*Record extracts*.
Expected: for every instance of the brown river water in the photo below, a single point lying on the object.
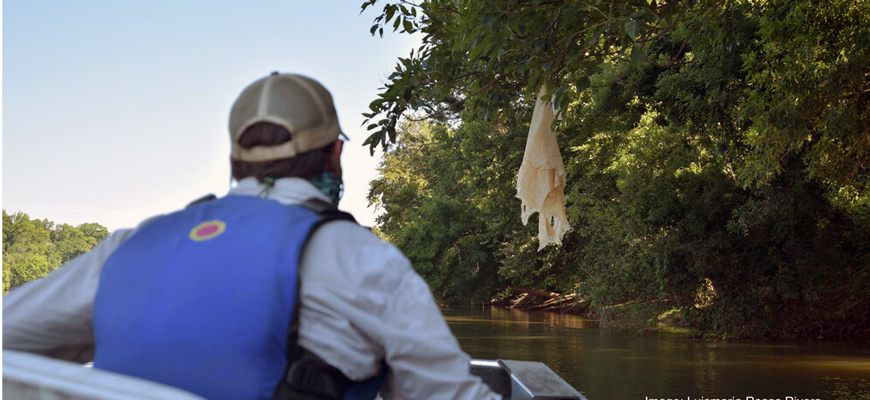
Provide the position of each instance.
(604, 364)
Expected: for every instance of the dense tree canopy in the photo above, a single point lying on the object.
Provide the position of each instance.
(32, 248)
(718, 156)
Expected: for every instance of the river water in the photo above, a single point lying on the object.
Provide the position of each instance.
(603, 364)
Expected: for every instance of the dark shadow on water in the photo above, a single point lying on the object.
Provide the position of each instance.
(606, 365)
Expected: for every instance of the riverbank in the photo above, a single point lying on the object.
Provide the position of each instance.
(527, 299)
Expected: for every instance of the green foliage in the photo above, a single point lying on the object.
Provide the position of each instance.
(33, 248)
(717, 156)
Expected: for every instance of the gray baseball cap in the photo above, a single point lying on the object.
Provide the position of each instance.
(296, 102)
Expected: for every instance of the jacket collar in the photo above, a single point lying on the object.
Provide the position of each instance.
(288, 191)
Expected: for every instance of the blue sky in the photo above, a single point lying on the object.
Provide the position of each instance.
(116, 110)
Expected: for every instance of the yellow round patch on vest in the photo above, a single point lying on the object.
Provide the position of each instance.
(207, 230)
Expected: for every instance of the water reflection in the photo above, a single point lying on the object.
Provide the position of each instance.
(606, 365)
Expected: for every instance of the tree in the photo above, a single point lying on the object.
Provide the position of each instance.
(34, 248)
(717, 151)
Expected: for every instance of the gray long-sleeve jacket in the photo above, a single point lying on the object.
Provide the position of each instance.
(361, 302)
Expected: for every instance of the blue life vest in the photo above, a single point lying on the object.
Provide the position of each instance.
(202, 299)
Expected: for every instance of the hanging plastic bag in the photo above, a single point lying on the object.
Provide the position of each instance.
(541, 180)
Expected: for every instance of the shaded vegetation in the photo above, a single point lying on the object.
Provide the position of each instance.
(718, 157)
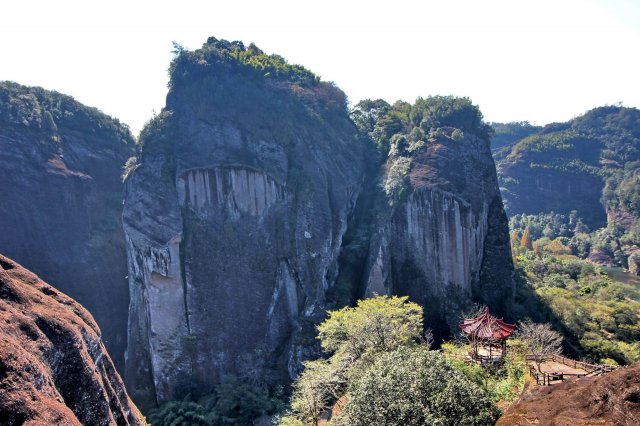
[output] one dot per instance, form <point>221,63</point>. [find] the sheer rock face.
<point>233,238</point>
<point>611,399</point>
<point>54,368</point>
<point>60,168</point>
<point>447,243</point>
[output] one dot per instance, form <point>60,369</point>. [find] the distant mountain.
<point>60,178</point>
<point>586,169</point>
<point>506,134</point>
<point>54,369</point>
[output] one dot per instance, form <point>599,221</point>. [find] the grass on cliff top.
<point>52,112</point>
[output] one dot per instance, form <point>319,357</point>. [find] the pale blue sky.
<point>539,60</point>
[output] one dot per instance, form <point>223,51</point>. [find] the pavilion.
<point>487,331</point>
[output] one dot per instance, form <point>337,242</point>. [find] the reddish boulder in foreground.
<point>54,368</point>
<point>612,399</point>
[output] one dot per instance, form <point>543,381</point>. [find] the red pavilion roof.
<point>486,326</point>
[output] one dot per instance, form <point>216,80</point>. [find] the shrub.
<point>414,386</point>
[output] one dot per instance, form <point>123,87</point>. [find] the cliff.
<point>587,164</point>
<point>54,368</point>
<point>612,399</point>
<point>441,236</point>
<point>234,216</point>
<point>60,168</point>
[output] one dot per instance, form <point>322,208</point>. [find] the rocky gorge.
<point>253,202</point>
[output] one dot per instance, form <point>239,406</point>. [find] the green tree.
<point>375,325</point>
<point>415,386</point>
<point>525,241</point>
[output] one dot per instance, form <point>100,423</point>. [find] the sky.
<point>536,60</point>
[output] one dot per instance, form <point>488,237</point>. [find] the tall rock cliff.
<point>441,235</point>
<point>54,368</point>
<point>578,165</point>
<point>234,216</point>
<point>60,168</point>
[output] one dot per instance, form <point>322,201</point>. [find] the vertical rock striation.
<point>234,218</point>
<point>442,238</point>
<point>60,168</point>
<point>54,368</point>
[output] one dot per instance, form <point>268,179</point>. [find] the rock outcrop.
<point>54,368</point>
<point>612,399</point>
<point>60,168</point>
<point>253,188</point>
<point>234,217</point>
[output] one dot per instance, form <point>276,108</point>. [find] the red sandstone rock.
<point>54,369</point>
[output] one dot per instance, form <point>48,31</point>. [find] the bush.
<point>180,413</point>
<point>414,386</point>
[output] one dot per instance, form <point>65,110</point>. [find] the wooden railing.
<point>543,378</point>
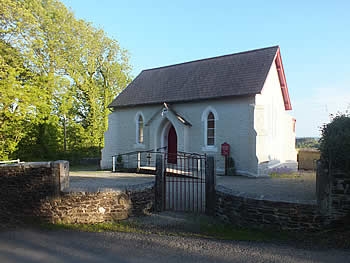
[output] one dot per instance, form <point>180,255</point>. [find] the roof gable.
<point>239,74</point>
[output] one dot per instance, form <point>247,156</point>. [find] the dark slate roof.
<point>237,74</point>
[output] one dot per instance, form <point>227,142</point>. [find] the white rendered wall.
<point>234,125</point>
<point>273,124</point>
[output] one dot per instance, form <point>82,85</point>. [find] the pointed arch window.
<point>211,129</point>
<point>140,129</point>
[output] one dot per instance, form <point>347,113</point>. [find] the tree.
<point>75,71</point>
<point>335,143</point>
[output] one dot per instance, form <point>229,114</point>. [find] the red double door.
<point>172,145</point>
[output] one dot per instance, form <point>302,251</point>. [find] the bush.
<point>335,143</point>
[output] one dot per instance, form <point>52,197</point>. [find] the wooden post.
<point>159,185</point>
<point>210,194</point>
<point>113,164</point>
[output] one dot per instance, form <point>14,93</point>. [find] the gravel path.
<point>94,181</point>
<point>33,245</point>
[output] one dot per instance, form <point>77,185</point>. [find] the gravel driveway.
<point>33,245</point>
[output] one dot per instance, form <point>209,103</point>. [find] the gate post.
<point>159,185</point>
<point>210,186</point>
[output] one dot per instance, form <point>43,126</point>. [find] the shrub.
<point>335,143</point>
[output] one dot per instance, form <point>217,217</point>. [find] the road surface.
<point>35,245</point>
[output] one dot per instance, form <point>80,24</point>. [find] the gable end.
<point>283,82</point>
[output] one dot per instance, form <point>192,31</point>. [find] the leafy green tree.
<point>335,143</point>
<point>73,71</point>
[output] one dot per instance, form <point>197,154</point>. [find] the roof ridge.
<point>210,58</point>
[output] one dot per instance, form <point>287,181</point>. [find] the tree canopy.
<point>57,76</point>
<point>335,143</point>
==
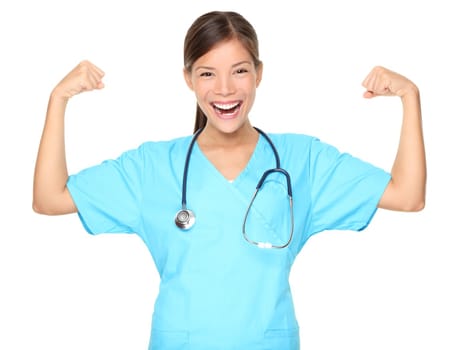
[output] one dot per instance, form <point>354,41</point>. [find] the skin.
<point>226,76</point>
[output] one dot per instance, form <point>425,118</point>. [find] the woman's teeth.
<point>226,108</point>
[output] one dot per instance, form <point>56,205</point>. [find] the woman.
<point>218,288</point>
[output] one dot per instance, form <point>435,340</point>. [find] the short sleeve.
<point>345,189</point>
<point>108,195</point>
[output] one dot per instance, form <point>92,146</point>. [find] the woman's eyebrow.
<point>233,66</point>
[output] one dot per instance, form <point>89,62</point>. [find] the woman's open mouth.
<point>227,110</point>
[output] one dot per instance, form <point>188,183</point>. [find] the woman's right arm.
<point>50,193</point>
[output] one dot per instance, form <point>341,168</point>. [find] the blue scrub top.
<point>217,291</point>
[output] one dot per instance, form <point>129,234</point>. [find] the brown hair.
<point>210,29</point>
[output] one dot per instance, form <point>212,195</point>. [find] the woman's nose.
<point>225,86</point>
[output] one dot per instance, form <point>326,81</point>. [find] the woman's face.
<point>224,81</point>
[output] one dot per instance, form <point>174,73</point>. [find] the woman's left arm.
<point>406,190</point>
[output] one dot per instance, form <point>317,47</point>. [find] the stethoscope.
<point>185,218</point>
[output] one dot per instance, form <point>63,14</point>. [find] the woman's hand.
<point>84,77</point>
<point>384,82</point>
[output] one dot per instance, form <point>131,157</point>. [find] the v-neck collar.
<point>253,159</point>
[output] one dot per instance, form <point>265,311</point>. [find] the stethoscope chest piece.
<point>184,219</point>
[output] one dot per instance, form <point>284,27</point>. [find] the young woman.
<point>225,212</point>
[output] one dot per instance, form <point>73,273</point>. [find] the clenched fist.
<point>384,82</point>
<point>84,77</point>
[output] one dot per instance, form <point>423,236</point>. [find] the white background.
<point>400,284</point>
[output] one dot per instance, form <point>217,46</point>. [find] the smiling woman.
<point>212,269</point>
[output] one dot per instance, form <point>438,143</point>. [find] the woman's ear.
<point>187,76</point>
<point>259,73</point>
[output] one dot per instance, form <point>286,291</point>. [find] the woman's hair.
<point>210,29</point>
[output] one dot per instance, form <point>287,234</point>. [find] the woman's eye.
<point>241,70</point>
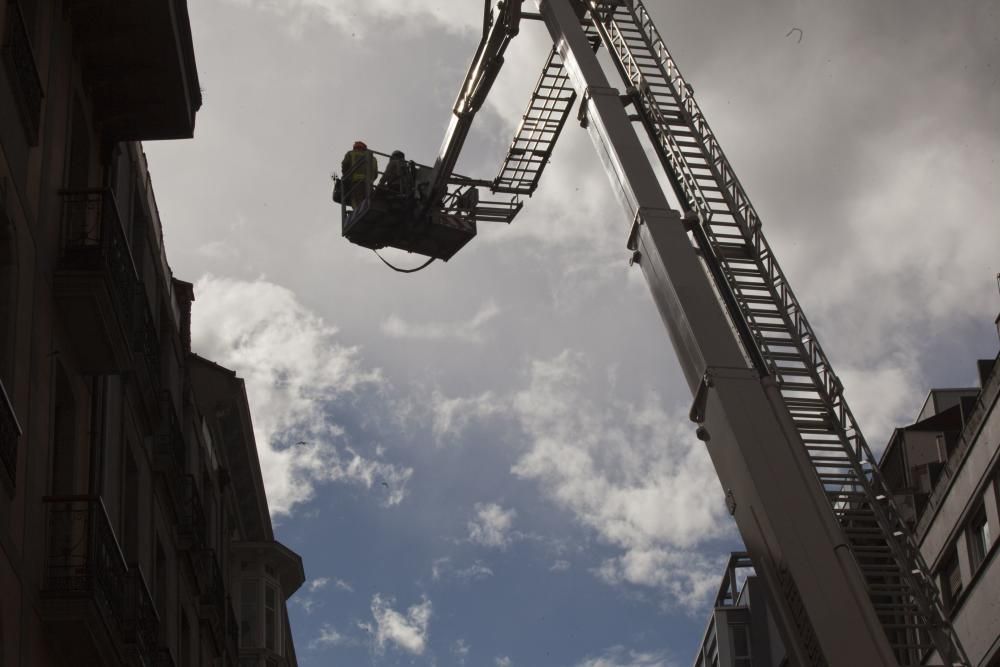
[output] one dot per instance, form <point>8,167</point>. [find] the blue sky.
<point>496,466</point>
--
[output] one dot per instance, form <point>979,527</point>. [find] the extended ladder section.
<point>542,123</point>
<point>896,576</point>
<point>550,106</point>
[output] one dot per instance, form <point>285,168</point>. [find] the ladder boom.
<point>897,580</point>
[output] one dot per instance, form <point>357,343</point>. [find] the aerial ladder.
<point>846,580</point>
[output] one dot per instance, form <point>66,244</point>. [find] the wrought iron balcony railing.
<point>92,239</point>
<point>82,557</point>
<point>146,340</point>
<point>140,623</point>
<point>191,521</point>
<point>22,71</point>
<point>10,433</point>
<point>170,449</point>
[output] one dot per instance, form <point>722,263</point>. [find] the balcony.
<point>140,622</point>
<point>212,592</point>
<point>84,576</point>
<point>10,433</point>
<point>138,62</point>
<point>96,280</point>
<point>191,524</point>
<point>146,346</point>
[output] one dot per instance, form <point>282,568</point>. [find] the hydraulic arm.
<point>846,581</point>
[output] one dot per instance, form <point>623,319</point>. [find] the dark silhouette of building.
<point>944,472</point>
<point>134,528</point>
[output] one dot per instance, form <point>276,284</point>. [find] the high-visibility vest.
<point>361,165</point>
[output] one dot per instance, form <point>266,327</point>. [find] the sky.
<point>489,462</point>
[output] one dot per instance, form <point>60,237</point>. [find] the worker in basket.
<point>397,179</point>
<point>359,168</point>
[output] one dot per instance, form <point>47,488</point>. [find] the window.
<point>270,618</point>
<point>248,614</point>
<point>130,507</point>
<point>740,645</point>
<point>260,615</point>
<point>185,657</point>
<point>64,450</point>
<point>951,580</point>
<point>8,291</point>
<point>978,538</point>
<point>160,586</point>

*Do this*. Swap "basket" for "bucket" in the material from the line with "[output] one dot per instance, form <point>60,237</point>." up to and including the line with "<point>160,586</point>", then write out only those lines with nothing else changed.

*Exercise result*.
[output] one dot per instance, form <point>60,237</point>. [find] the worker in bucket.
<point>397,179</point>
<point>359,168</point>
[output] one dot per instance, form <point>47,488</point>. [find] the window.
<point>270,618</point>
<point>248,614</point>
<point>130,507</point>
<point>740,645</point>
<point>260,615</point>
<point>185,657</point>
<point>64,450</point>
<point>951,580</point>
<point>8,291</point>
<point>978,538</point>
<point>160,586</point>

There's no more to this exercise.